- _Text to read_:
----

Live album by Grateful Dead
- Released: March 21, 2009
- Recorded: February 14, 1968 (principal recording) January–February, 1968 (bonus tracks)
- Genre: Rock, jam
- Length: 156:48 bonus disc: 77:57
- Label: Grateful Dead
- Producer: Grateful Dead

Grateful Dead chronology
| Road Trips Volume 2 Number 1 (2008) | Road Trips Volume 2 Number 2 (2009) | To Terrapin: Hartford '77 (2009) |

Alternative cover
- Road Trips Volume 2 Number 2 Bonus Disc

= Road Trips Volume 2 Number 2 =

Road Trips Volume 2 Number 2 is a two-CD live album by the American rock band the Grateful Dead. The sixth in their "Road Trips" series of albums, it was the first to contain a complete concert—the February 14, 1968, show at the Carousel Ballroom (later known as the Fillmore West) in San Francisco, California. Bonus material on Disc 1, as well as the bonus disc offered to early purchasers, comes from the Grateful Dead and Quicksilver Messenger Service "Tour of the Great Pacific Northwest", immediately preceding the Carousel Ballroom show. The album was released on March 21, 2009.

Professional ratings
Review scores
| Source | Rating |
| All About Jazz | (favorable) |
| Allmusic | Star Half star |
| The Best Of Website | (A+) |
| The Music Box | Star |

==The Carousel & Seattle concerts==

Although the Valentine's Day show at the Carousel was not the first rock concert there, it was the first show under the management auspices of the Dead, Quicksilver and Jefferson Airplane, who had leased the venue to compete with the Avalon Ballroom and Bill Graham's Fillmore Auditorium. Thus, the show was billed as the "Grand Opening". The Grateful Dead shared the bill with Country Joe and the Fish. The cover of Road Trips Volume 2 Number 2 incorporates artwork by Stanley Mouse that was used in the poster promoting the concert.

Live material from this show, along with recordings of other concerts from the same era, was used in the creation of Anthem of the Sun, a Dead album that is an amalgam of studio and live material.

The seven tracks from Seattle are believed to have been mislabeled. The show actually occurred on January 27, 1968, not January 23.

----

- _Location annotation dataset excerpts_:
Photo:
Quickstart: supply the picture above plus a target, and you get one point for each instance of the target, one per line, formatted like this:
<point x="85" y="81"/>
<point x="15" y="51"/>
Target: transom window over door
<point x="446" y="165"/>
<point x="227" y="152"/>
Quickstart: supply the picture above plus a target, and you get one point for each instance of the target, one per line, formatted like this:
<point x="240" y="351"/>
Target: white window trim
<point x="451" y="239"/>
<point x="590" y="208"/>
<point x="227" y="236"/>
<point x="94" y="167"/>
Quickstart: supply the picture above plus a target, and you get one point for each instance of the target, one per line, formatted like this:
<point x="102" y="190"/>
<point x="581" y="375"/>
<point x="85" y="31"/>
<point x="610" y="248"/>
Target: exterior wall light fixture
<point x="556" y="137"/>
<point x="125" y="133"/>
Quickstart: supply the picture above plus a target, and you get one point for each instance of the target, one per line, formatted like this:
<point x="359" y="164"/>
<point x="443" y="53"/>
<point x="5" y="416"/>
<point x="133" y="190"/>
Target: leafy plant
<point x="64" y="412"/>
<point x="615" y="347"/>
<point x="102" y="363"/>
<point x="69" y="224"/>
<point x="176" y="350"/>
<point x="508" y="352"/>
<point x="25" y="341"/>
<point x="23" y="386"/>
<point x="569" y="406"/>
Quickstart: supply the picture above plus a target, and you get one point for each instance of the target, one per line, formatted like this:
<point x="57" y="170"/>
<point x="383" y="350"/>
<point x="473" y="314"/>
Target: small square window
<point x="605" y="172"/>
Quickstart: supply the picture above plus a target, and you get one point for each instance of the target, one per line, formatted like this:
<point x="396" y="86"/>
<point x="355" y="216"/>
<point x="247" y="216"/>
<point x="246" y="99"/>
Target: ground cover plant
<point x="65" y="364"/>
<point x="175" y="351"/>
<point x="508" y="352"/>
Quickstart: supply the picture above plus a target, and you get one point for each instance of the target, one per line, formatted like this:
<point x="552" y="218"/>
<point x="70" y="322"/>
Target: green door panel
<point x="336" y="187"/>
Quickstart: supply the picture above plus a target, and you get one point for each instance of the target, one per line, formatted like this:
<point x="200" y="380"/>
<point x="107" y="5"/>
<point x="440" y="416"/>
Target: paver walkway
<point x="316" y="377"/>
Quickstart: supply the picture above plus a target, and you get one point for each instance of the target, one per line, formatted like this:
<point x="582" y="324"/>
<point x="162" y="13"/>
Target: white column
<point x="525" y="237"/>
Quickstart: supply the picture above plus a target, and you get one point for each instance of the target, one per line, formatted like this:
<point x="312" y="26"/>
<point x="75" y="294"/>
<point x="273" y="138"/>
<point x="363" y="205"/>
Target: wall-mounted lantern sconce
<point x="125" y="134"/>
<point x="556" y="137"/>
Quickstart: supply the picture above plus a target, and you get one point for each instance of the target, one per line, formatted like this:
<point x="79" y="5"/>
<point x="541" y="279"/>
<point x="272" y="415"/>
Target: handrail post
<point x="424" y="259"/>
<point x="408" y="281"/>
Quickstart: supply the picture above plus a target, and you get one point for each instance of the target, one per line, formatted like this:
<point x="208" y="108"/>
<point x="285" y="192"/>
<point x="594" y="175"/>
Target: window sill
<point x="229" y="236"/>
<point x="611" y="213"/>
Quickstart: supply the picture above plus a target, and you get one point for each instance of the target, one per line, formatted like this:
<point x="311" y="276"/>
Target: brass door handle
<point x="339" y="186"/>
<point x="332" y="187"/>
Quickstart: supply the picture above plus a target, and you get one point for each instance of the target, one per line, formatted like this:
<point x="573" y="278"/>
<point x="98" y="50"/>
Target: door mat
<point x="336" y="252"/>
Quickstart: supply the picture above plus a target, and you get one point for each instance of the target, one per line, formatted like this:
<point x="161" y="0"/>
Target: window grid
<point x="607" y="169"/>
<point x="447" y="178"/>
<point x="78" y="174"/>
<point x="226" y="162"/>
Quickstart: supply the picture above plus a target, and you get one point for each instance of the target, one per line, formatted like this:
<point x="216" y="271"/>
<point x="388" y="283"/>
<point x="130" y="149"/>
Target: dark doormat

----

- _What you have to do_: According to the text about Road Trips Volume 2 Number 2, who shared the bill with the Grateful Dead at the Carousel Ballroom show? You won't need the data for this.

- _Answer to the task_: Country Joe and the Fish